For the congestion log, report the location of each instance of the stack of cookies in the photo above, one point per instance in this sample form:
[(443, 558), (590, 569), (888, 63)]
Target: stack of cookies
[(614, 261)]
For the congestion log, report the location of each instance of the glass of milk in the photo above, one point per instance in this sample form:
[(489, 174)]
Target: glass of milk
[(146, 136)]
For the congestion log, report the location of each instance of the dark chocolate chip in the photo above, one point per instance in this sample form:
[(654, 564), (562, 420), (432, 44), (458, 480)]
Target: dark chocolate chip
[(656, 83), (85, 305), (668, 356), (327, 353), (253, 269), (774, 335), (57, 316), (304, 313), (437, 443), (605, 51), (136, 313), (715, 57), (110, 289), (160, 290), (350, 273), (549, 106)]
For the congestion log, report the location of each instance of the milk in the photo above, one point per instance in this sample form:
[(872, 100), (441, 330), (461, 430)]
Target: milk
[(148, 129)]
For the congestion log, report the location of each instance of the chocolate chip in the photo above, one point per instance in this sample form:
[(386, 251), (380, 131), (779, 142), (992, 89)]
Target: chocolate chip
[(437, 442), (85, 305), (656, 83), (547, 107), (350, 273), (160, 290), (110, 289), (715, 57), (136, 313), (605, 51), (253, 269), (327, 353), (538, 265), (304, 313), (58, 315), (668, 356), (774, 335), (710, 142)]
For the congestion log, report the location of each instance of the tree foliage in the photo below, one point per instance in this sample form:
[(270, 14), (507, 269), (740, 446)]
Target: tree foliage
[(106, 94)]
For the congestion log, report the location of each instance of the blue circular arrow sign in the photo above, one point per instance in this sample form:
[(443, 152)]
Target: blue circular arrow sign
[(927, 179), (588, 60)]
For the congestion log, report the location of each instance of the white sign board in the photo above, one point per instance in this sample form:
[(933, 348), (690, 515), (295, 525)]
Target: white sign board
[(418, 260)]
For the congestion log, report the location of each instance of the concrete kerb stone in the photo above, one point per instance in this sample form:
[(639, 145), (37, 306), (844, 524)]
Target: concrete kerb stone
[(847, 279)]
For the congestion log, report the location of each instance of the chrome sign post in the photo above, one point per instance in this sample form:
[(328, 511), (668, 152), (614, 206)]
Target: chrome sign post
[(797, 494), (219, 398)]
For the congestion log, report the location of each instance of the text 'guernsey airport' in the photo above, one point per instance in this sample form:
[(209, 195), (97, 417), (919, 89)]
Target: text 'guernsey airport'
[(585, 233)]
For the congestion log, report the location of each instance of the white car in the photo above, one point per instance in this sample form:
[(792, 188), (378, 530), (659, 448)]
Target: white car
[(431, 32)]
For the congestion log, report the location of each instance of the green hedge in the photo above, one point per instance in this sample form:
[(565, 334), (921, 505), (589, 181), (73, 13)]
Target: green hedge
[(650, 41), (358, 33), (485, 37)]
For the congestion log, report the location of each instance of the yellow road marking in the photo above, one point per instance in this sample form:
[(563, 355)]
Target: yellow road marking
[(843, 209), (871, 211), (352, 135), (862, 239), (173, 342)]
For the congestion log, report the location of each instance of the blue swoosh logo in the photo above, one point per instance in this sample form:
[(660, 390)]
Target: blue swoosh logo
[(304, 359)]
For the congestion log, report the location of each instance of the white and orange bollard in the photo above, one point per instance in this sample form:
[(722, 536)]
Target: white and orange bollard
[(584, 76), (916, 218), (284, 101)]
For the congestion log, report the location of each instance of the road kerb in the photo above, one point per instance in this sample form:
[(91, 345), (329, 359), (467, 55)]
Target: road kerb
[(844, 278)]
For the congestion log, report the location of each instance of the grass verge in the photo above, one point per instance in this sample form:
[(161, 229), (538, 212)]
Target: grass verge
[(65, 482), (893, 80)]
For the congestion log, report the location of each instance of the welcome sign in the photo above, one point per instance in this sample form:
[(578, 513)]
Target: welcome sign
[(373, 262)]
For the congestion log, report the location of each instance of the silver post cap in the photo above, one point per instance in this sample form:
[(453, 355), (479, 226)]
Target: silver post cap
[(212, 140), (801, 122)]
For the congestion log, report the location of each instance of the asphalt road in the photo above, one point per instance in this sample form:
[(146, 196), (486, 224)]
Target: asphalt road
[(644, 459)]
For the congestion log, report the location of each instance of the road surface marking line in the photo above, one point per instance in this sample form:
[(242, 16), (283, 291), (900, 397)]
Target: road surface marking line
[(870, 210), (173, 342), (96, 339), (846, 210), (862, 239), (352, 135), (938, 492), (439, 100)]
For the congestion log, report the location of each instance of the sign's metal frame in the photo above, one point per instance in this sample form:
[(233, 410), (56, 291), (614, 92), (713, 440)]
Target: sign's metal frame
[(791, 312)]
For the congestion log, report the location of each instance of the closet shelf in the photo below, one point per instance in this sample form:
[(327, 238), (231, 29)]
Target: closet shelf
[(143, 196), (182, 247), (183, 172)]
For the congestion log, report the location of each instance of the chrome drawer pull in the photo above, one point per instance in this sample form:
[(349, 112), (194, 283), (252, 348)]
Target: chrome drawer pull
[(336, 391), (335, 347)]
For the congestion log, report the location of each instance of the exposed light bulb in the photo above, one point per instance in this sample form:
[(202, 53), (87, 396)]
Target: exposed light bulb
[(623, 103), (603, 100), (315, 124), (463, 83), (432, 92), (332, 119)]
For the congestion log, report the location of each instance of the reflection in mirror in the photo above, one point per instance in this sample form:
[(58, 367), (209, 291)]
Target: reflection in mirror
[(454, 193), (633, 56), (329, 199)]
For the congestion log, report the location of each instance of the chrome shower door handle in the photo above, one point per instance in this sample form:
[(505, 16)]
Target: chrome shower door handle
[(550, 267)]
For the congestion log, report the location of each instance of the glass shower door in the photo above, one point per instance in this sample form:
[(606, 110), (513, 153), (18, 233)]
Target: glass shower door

----------

- AIM OF THE EXERCISE: Quote every item above word for word, with nothing added or left out.

- FULL RESPONSE:
For the congestion log, report the location of each instance of the stack of cookies in the photo above, one point per instance in this sample form:
[(443, 558), (590, 569), (888, 63)]
Target: stack of cookies
[(614, 261)]
For the congestion log, report the location of each instance of the glass of milk in the photo above, one point per instance in this sample form:
[(489, 174)]
Target: glass of milk
[(146, 136)]
For the congestion log, report the location of each instance of the dark chocolate chip in the photo above, one point per instance in this sample form:
[(654, 564), (562, 420), (432, 44), (458, 480)]
Target: dark chocolate chip
[(656, 83), (85, 305), (668, 356), (327, 353), (253, 269), (774, 335), (57, 316), (304, 313), (437, 443), (605, 51), (136, 313), (715, 57), (110, 289), (160, 290), (350, 273), (549, 106)]
For the congestion log, report the location of each instance of the milk in the photo above, one point per instance in this sample form:
[(872, 100), (441, 330), (461, 430)]
Target: milk
[(148, 129)]
For the congestion log, report the location of each instance of the chocolate chip in the photo above, one point per instance in this sample form:
[(386, 251), (380, 131), (779, 142), (992, 89)]
Target: chocolate chip
[(437, 442), (85, 305), (656, 83), (547, 107), (350, 273), (160, 290), (110, 289), (715, 57), (136, 313), (605, 51), (253, 269), (327, 353), (538, 265), (304, 313), (58, 315), (668, 356), (774, 335), (710, 142)]
For the congestion log, report the location of each instance of the tree foliage in the photo below, one point per instance in this sample form:
[(270, 14), (507, 269), (740, 446)]
Target: tree foliage
[(106, 94)]
For the congestion log, report the location of each instance of the blue circular arrow sign in the photo above, one point per instance in this sample form:
[(443, 152)]
Target: blue circular arrow sign
[(927, 179), (588, 60)]
For the congestion log, report the location of each instance of the white sign board in the photo above, one point per instance in this sample form:
[(933, 348), (690, 515), (295, 525)]
Target: white sign board
[(418, 260)]
For the congestion log, report the location of each instance of the concrete kerb stone in the photo above, one point per instance in this sample form:
[(639, 145), (37, 306), (844, 524)]
Target: concrete kerb stone
[(847, 279)]
For the congestion log, report the location of each instance of the chrome sign post in the photo above, one point per instance in this sample form:
[(328, 511), (668, 152), (614, 206)]
Target: chrome sign post
[(797, 494), (219, 398)]
For the congestion log, report the location of each instance of the text 'guernsey airport' in the photo above, one point per instance in this sample form:
[(209, 195), (97, 417), (919, 89)]
Target: text 'guernsey airport'
[(585, 233)]
For the congestion log, report the location of each instance of the white car in the photo above, one point per instance in this sample form:
[(792, 188), (378, 530), (659, 448)]
Target: white car
[(431, 32)]
For the congestion log, report the location of each instance of the green hedge in the photo above, one point per instance in this sample form:
[(565, 334), (921, 505), (589, 181), (73, 13)]
Target: green hedge
[(650, 41), (358, 33), (485, 37)]
For the congestion log, report the location of each instance of the yellow road marking in the photo above, one point per instance in this sample form:
[(563, 355)]
Target: yellow road marking
[(843, 209), (871, 211), (352, 135), (862, 239), (173, 342)]
For the congestion log, report the location of each instance of the blue swoosh logo in the photo above, one point per instance in this sample form:
[(660, 390)]
Target: blue swoosh logo
[(304, 359)]
For the congestion log, report the location of each instance of the white and orange bollard in the photo above, one point per instance in this sample form:
[(722, 536)]
Target: white and orange bollard
[(584, 76), (916, 218), (284, 101)]
For the congestion log, report the location of each instance of the road kerb in the photo above, one point per instance in this sample form:
[(91, 345), (329, 359), (467, 55)]
Target: road kerb
[(844, 278)]
For the congestion log, report the location of each instance of the grass verge in the photo above, one point per instance in this sample form:
[(161, 229), (538, 212)]
Target: grass verge
[(65, 482), (893, 80)]
For the congestion log, report the location of each instance of the welcome sign in the photo above, one point per instance in this sample form:
[(578, 513)]
Target: welcome sign
[(373, 262)]
For the congestion log, report the location of each instance of the silver post cap in the photo above, one point per instance in this sample form:
[(453, 355), (479, 226)]
Target: silver post cap
[(212, 140), (801, 122)]
For the congestion log, report the location of each instance of the asphalt road in the photo above, one point per instance in this sample form:
[(146, 196), (486, 224)]
Target: asphalt road
[(644, 459)]
For the congestion log, report the location of each instance of the road surface marking line in the photo above, one point per instance in this sample form:
[(242, 16), (283, 291), (900, 397)]
Target: road surface marking line
[(870, 210), (173, 342), (96, 339), (846, 210), (862, 239), (352, 135), (938, 492), (439, 100)]
For the congestion log, report the location of each instance of the sign's metal frame in the photo above, one point per instance in this sample form:
[(233, 410), (56, 291), (614, 92), (713, 440)]
Target: sign's metal frame
[(791, 312)]
For the congestion log, report the location of each instance of the closet shelf in the photo below, one point per instance in this sample form:
[(327, 238), (231, 29)]
Target: closet shelf
[(143, 196), (182, 247), (183, 172)]
For the congestion log, report the location of each instance of the chrome drawer pull in the photo above, one point per instance in this sample form:
[(349, 112), (194, 283), (252, 348)]
Target: chrome drawer pull
[(336, 391), (335, 347)]
For the congestion log, report the location of each instance of the exposed light bulb in the photo above, one point per instance in this sample form:
[(202, 53), (87, 396)]
Target: exposed light bulb
[(623, 103), (603, 100), (315, 124), (463, 83), (432, 92), (332, 119)]
For the congestion log, report the location of each instance of the reflection in mirror in the photo above, one point per instance in this sample form:
[(58, 367), (209, 291)]
Target: reflection in mirror
[(454, 193), (633, 56), (329, 199)]
For the congestion log, report the location of each instance of the chrome shower door handle in the photo above, one point per instance in this sample form:
[(505, 16)]
Target: chrome shower door handle
[(550, 267)]
For the congestion log, report the location of each instance of the glass shower door in the photo above, one point per instance in this sample form:
[(606, 110), (513, 153), (18, 233)]
Target: glass shower door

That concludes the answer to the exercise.